[Your goal]: Write out all the records again, requests included, and scale only the point coordinates in the answers by 1.95, rounding each to a whole number with halves going up. Leave out the pictures.
───── Record excerpts
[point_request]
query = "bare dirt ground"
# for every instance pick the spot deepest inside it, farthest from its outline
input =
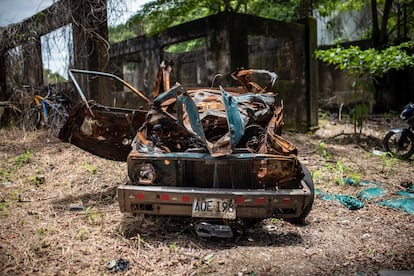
(44, 231)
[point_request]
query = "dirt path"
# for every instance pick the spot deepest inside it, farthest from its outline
(59, 215)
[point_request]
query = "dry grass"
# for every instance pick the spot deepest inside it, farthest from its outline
(42, 179)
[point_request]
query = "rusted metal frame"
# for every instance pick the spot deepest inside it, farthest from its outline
(191, 110)
(234, 120)
(133, 89)
(163, 76)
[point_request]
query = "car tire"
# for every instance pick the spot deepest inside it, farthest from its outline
(306, 210)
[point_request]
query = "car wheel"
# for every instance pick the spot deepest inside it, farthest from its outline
(306, 210)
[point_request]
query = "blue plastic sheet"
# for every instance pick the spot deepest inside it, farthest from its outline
(404, 204)
(371, 193)
(348, 201)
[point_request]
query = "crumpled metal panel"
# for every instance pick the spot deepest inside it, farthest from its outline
──────────
[Completed task]:
[point_request]
query = "bare dirt ground"
# for every instance pick the spot deepest inside it, farthest from its outline
input =
(86, 450)
[point_request]
query = "dirt path"
# for every instance pick the spot deepest inside it, farthest from its outline
(115, 419)
[point_request]
query = "dry grass"
# for every instance pick the spot deepest inside it, farthest from its outline
(82, 349)
[point_request]
query = "rusted metal frame"
# for every instance pick the spot deepest inside it, farthest from its outline
(372, 215)
(456, 234)
(259, 174)
(318, 148)
[point_request]
query = "car tire"
# for every instance pick the spot deepest inside it, farthest from its outline
(597, 410)
[point_request]
query = "car wheel"
# for every instance pick the spot deepest inside it, farthest from its outline
(597, 410)
[point_request]
query = "blue plastic sheet"
# for every instance pick the spot deepest inside it, farthest from its outline
(788, 398)
(723, 376)
(679, 392)
[point_request]
query = "crumpled metal panel"
# for every instance pick the spot deepest inside it, farthest from its outline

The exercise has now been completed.